Data shown ▸
:::

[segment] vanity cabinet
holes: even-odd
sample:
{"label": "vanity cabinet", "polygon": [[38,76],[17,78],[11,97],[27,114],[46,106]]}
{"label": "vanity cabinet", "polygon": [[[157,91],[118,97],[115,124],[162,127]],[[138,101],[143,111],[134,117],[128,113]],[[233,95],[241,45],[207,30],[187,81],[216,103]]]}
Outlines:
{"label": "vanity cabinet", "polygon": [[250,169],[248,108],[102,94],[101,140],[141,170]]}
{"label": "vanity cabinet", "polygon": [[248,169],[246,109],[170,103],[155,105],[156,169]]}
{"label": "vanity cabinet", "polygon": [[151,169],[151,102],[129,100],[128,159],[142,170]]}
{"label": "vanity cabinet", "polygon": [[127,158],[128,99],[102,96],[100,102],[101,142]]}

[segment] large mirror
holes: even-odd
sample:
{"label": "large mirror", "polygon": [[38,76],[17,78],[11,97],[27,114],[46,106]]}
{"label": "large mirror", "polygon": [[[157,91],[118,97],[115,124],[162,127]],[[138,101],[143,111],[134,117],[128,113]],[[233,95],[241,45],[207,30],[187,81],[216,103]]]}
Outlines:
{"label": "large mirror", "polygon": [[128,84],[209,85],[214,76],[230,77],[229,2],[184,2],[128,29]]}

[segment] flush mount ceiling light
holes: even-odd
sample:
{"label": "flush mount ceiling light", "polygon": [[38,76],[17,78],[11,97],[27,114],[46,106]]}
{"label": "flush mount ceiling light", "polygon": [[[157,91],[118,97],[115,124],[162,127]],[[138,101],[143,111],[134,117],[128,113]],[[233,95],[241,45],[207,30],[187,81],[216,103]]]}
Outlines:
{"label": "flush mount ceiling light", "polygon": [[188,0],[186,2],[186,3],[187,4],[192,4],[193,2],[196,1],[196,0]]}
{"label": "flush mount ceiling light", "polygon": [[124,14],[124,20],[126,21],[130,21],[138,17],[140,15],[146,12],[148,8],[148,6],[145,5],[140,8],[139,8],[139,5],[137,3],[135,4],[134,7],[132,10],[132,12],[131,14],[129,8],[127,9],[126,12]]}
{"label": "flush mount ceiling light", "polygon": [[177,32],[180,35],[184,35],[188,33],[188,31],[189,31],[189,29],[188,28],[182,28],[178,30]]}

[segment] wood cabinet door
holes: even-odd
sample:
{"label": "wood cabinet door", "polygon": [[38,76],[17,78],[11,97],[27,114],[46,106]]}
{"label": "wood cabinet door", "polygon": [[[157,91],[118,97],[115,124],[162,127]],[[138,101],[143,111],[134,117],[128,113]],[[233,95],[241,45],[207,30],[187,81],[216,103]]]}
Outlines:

:::

Work instructions ▸ Transcribe exactly, and only, the lines from the one bearing "[segment] wood cabinet door" through the last line of the entries, counting both.

Exercise result ▸
[segment] wood cabinet door
holes: even-odd
sample:
{"label": "wood cabinet door", "polygon": [[38,76],[17,78],[11,97],[27,114],[46,106]]}
{"label": "wood cabinet door", "polygon": [[[157,91],[118,97],[115,124],[162,127]],[[138,101],[143,111],[134,117],[128,113]],[[233,95],[241,45],[207,30],[187,81],[216,103]]]}
Outlines:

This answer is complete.